### What you need to do
Apart from the pictures, everything in the lines below must be printed exactly.

### Extracted entries

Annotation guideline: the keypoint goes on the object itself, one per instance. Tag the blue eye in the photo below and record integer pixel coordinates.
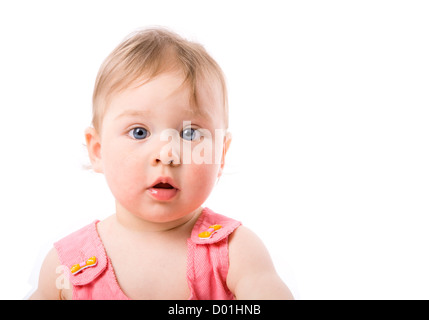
(190, 134)
(138, 133)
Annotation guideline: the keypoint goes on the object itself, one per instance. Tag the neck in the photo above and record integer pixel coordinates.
(134, 223)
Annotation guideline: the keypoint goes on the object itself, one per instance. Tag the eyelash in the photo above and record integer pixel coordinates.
(195, 134)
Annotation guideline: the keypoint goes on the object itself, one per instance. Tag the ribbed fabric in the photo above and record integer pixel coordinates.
(207, 262)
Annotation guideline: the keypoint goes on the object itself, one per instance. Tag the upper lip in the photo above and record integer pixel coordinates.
(164, 180)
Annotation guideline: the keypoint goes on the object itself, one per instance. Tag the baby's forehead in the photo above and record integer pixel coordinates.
(144, 97)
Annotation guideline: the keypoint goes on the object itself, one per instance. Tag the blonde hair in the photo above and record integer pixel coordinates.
(147, 53)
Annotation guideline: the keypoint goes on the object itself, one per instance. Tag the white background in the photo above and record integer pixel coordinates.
(329, 114)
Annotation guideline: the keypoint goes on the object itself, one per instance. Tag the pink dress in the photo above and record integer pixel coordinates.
(207, 261)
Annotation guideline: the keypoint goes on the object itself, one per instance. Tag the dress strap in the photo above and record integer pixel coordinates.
(83, 254)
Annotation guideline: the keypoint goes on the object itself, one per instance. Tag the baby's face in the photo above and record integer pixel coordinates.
(160, 156)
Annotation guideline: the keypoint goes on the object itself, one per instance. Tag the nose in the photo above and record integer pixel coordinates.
(168, 153)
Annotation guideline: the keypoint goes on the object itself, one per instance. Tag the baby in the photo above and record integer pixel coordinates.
(159, 136)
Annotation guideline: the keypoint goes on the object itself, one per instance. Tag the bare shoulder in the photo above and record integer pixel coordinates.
(53, 285)
(251, 272)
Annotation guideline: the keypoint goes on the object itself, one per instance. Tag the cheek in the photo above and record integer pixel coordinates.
(200, 179)
(124, 174)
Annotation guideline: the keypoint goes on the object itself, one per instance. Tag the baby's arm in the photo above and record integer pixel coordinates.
(251, 274)
(48, 279)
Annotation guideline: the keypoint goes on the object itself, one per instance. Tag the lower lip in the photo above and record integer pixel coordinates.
(162, 194)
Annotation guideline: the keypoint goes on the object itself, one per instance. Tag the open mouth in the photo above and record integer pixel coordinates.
(162, 185)
(163, 191)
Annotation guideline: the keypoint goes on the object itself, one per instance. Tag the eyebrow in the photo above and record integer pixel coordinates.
(140, 113)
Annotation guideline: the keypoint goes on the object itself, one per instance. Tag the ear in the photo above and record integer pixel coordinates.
(93, 144)
(226, 142)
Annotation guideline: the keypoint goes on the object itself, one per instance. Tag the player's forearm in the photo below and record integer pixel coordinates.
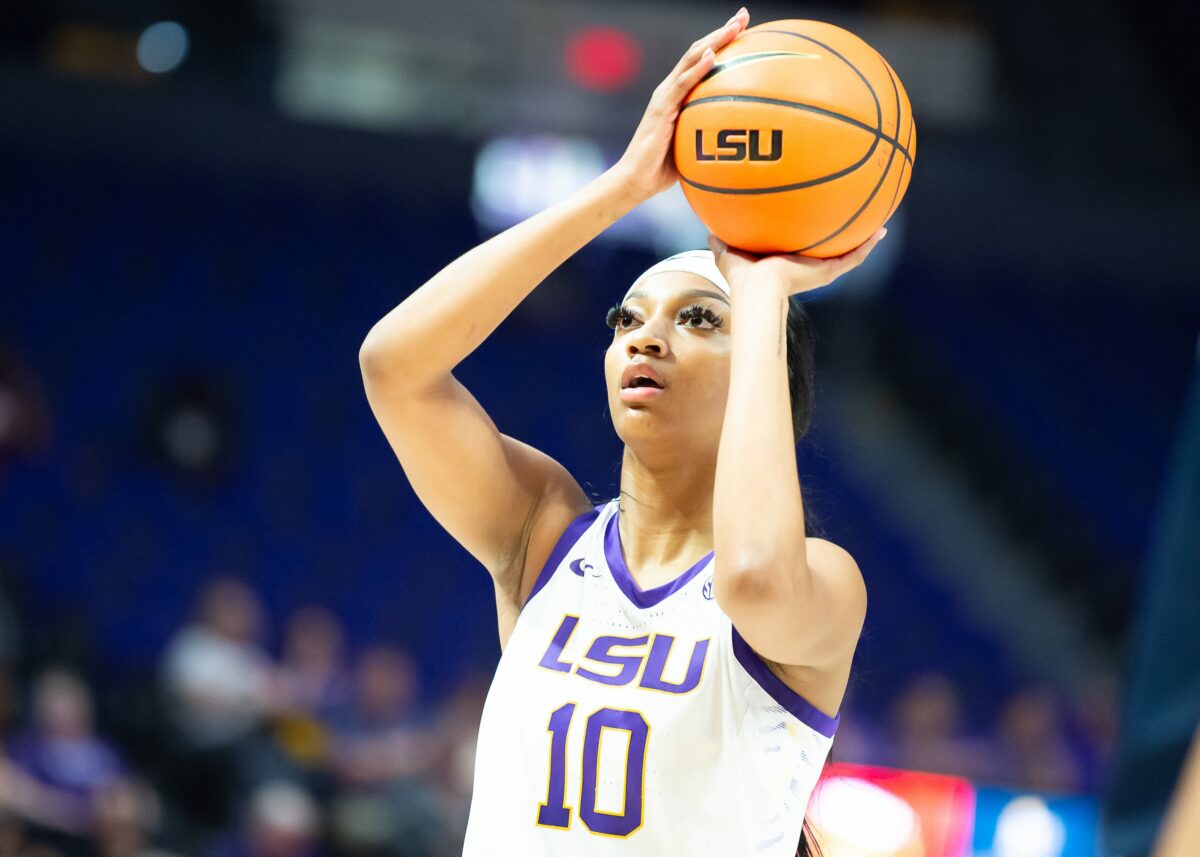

### Solution to this problem
Annotation guideline: the keypoint goes on the object itself, one per instance. Tag the blue eye in the photo below and record integer pixel coordinates.
(190, 134)
(138, 133)
Annotation guideline: the keypoint goes on the object itself, one per instance. Tag the neck in the photo above and record integer pixel coordinates.
(134, 223)
Annotation guideline: the keypoint goes on the object itself, one per instance. Tag the eyelash in the photo above and record integer pixel coordinates.
(195, 134)
Annotation guideline: the keypoint goes on the object itself, one per instance. Tag the ribbed fabric in the photo above and record integer pixel coordinates.
(207, 262)
Annotation guideline: the keypoint goes on the object itself, one per instance. Tag the upper lip in the photo above and record integer pixel coordinates.
(164, 180)
Annotation guideline: the keypoint goes on the object itself, one per instance. Tag the baby's forehead in the photo above and record integer pixel coordinates.
(144, 97)
Annotation guideline: the keypoint goes on the object itself, one per instance. Tag the blonde hair in the photo above and record integer pixel coordinates.
(147, 53)
Annotation guideline: the keypoint goes on the object itself, one per instance. Tag the white background in the photo above and record integer pixel coordinates.
(329, 114)
Annotation guideline: the keypoint goes on the object itself, one per instance. Tag the pink dress in the photo above and record integer pixel coordinates.
(207, 261)
Annotation guideline: the keypoint goes on the object itself, one per instance. Tag the dress strap in the photo above and record integer pixel coordinates.
(83, 254)
Annotation guideline: the keypoint goes on the object itself, one per instance. Tag the baby's face in the photo above and record integer pixel coordinates.
(160, 156)
Annotation guideline: the keypoint goes on the object itself, one per instance. Tag the nose in the photo above and record integer pixel coordinates.
(168, 153)
Annotation guideline: the keypoint goes on the object itself, one per instance. Tag the baby in the photo above and record integer pixel coordinates.
(159, 136)
Annotation guideline: the keypoint goes on the object itself, one per instance. Tag the bare shoulder in the photo above and record integer pixel coordinates.
(53, 285)
(251, 272)
Annotation guideline: the keypoint goes on the object itself, one per instance. Tag the cheek in the photo above and record integer pixel coordinates.
(200, 179)
(124, 174)
Annotation guideline: the keypoint goes on the object itself, one per instance. Tag the baby's arm in the photo above and record integer pixel coordinates.
(251, 274)
(48, 279)
Annotation guideline: the keypoint goes on the object itself, one per instance. Tag the lower lip in the photo above and record integer pixel coordinates.
(162, 194)
Annotation guideline: the keypoint goes on the object itself, one per instance. Tag the open mouth in the photo above and record integer pixel coordinates.
(162, 185)
(163, 191)
Annotation guideline: the keypoint goes on the object itself, one per instance. Tag the eyebrow in the photo above and record integer pixel coordinates.
(140, 113)
Annotation guideline: the keypoint goes on the object itself, one per instance. Tag the ear in the photo above and record integer pixel coordinates.
(93, 144)
(226, 142)
Annotation guideline: the keypoint goes on the object itself, one per instance. Tag the player's forearm in the photo below and record integer pixel coordinates.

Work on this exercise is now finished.